# Gekozen fragment
Lijn 49 Oosterzele – Gent Sint – Pieters

Een babbel doet wonderen

Geregeld nemen we bus 49 in Oosterzele richting Gent Sint — Pieters. Tot mijn spijt gebeurt dat de laatste maanden in (bijna) volledige stilte. Ligt dat aan de terecht verplichte mondmaskers, of hoor je liever mondkapjes?   Als we opstappen is werkelijk iedereen verscholen achter een mondkapje. Zo hoort het ook. Opvallend, niemand wil aangesproken geworden. Uw reporter, een babbelaar van beroep, probeert een conversatie aan te knopen. Maar iedereen sluit zich af. Weg de vrolijkheid op bus 49, wat heb ik dat klote coronavirus al vervloekt. (Reporter 17, foto’s Danny De Lobelle)

# Wat je doet
**a.** Geef bij elke uitspraak aan of ze klopt met het fragment over bus 49: (i) de reporter neemt geregeld bus 49 in Oosterzele richting Gent Sint-Pieters, (ii) sommige reizigers op de bus dragen geen mondkapje, (iii) de andere reizigers gaan graag in op een gesprek. Antwoord telkens met ja of nee en citeer de woorden uit het fragment die de doorslag geven.
**b.** Vat het fragment over bus 49 samen in twee zinnen.
**c.** Ga verder met het fragment over bus 49 vanaf het punt waar het eindigt.
Het materiaal dat volgt staat los van het fragment over bus 49.

# Gegevensset
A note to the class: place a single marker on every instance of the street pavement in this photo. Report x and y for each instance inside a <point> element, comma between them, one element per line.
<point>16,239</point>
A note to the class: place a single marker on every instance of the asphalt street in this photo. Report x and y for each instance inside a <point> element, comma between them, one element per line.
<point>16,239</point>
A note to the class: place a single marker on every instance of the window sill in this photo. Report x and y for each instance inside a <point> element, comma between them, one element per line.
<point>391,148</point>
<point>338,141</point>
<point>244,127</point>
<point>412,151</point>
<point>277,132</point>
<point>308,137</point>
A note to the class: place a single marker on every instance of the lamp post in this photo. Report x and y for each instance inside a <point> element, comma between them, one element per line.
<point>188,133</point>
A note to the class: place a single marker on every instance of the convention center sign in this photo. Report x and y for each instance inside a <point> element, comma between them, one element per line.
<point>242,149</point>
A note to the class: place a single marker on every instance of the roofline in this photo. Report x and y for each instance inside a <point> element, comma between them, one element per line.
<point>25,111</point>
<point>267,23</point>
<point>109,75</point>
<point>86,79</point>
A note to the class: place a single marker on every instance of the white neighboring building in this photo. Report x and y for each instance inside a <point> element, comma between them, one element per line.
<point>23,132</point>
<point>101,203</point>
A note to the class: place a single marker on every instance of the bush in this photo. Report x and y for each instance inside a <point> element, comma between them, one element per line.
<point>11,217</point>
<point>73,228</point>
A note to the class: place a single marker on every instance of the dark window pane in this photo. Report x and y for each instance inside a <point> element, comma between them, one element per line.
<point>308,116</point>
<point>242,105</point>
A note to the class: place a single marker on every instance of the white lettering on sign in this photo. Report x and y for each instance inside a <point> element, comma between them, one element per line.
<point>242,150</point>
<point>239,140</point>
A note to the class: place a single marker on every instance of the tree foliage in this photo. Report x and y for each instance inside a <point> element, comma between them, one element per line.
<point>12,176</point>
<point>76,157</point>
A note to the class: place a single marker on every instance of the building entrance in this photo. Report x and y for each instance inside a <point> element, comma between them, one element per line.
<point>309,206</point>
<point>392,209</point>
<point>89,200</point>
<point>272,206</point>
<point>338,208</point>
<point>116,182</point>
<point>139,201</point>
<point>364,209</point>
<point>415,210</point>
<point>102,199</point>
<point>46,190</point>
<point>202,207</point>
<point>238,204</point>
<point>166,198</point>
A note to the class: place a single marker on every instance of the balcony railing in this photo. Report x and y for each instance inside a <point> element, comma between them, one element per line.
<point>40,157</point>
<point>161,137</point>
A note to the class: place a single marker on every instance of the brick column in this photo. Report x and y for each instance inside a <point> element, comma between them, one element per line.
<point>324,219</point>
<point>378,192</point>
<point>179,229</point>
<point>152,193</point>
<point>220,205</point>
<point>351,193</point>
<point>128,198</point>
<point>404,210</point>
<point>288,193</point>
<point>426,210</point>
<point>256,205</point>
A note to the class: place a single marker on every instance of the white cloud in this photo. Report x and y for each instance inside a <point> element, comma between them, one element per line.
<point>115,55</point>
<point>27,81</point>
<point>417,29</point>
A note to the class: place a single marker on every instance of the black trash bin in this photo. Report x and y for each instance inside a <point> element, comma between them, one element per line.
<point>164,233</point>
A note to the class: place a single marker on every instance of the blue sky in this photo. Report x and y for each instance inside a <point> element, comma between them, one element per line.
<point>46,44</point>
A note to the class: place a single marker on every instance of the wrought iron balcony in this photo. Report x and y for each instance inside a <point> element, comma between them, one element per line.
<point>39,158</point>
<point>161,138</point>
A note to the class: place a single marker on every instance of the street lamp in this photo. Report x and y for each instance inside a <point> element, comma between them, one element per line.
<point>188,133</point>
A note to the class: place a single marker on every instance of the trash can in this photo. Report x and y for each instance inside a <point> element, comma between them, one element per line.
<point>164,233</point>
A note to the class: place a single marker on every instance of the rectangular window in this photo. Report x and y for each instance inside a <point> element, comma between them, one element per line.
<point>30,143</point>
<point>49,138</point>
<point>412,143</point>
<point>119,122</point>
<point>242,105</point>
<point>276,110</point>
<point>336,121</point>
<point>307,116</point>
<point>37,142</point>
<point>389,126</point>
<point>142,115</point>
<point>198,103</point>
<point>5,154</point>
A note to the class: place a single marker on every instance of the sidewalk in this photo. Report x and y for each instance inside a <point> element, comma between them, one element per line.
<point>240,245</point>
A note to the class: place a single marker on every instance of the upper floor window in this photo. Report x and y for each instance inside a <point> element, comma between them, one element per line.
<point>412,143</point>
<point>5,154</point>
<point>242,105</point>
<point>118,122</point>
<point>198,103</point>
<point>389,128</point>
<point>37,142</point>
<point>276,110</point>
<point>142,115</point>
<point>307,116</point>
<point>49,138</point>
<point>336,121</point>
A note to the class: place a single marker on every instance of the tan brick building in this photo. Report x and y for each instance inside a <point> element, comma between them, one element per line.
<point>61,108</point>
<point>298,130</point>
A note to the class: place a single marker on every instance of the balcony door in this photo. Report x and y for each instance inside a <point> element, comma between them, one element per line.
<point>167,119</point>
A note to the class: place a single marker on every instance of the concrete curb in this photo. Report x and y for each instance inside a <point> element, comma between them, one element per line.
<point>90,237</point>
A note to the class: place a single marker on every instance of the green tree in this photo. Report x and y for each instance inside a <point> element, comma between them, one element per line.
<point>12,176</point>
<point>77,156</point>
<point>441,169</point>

* * *

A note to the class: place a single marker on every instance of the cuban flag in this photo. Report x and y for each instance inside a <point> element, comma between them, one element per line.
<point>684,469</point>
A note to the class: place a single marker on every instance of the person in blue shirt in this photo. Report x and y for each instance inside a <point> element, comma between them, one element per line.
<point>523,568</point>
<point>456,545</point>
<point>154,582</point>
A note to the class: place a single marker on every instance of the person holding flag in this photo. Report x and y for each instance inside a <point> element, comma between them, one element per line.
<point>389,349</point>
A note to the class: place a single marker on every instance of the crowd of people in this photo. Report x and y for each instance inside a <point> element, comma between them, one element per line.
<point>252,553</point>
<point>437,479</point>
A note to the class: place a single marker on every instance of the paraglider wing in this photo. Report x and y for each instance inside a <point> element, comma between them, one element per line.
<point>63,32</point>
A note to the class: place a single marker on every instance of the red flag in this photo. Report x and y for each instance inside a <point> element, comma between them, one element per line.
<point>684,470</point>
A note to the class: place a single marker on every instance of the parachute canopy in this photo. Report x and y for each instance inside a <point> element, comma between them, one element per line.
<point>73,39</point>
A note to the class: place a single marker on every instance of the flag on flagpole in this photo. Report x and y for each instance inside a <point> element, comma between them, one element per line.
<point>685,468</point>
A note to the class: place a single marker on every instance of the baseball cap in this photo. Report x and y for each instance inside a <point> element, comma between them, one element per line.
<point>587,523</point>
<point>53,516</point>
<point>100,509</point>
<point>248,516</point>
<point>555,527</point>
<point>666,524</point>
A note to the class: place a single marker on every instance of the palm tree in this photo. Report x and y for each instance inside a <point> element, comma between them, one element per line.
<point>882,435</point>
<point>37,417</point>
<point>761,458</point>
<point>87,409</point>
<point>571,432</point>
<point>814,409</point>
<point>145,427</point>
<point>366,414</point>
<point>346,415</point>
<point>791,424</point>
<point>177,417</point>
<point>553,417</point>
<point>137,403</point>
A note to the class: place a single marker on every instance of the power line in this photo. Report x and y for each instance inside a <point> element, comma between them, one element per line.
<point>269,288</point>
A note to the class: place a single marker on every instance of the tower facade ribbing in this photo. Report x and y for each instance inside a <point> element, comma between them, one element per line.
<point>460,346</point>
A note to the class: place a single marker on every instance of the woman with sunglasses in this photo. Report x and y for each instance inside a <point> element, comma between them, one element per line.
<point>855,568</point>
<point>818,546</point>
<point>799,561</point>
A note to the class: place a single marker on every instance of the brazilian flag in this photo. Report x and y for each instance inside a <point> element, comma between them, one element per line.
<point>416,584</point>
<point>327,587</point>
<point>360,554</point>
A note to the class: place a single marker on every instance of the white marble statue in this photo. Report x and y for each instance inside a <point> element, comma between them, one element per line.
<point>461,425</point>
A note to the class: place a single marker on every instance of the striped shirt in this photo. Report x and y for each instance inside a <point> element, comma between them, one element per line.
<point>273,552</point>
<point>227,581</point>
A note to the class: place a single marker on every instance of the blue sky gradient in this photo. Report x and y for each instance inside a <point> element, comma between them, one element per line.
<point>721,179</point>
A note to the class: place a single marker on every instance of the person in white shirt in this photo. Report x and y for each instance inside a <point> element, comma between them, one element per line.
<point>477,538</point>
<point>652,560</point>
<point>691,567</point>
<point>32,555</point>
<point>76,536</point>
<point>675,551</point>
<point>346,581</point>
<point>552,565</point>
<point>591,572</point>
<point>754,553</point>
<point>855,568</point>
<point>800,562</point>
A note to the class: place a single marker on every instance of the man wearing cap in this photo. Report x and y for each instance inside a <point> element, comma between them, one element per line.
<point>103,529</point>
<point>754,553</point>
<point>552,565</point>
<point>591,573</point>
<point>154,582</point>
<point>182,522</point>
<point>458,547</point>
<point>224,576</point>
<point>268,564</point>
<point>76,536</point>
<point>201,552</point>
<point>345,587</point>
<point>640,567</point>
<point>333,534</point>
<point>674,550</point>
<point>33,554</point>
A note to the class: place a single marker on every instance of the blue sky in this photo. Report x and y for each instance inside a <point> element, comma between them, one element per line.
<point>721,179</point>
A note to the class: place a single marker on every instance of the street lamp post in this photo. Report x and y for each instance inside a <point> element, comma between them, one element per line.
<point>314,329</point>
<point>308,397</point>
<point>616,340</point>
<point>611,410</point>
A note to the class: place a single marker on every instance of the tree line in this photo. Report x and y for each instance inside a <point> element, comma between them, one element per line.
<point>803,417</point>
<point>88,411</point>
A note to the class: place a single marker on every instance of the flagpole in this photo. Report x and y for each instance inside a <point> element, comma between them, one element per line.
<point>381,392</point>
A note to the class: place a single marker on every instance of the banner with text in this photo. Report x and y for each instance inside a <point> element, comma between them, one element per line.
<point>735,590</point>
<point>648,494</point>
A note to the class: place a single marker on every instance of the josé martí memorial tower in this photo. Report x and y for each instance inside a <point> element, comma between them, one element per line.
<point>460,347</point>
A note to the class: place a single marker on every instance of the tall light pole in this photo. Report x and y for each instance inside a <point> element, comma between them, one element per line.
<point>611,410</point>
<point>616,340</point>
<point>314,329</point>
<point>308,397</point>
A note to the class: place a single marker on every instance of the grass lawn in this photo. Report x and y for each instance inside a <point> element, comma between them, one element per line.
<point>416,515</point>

# Antwoorden per onderdeel
**a.**
(i) Ja: "Geregeld nemen we bus 49 in Oosterzele richting Gent Sint — Pieters."
(ii) Nee: "Als we opstappen is werkelijk iedereen verscholen achter een mondkapje."
(iii) Nee: "Opvallend, niemand wil aangesproken geworden."

**b.** De rit met bus 49 van Oosterzele naar Gent Sint-Pieters, die de reporter geregeld maakt, verloopt de laatste maanden in bijna volledige stilte, met iedereen achter een mondkapje. Pogingen van de reporter om een gesprek te beginnen lopen vast omdat niemand aangesproken wil worden, en de reporter vervloekt het coronavirus dat de vrolijkheid op de bus heeft weggenomen.

**c.**
Nog altijd blijft in elke nieuwsuitzending bol corona opduiken. We hebben ons sinds maart 2020 blind gestaard op de vorm van het monsterachtige uitvergrote grillige coronavirus, die akelige bol met zijn obscene spenen, soms zie ik er een zeemijn uit WOII in, of een monsterachtig speelgoed ‘made in China’. Maar goed, terug naar De Lijn, bus 49. Mijn medereizigers, vooral jonge mensen kijken op hun smartphone, spelen spelletjes, luisteren naar muziek,…Iedereen, ook de oudere busreizigers, heeft bijna diezelfde blik, leeg, afstandelijk, achteloos. Het lijkt dat we in coronatijden niet mogen praten op de bus. Maar is die regel niet fout? Ik zou het ‘antisociale paradox’ noemen. De mens is toch een uiterst sociaal wezen, en toch zitten we nu -in deze barre coronatijden – naast elkaar te zwijgen en voor ons uit te staren.   Misschien verwachten we dat zo’n bus-conversatie generende momenten gaan opleveren of uw praatpaal zou sterven van verveling.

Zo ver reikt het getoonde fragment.